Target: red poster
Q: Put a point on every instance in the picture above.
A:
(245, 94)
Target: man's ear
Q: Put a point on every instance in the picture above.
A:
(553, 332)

§ **INSTRUCTIONS FOR THE TASK**
Can you copy these lines word for word?

§ **RESULT OF THE TASK**
Target: red poster
Q: Put a point on every instance in the picture above.
A:
(245, 94)
Target: man's ear
Q: Put a point on every instance in the picture above.
A:
(553, 332)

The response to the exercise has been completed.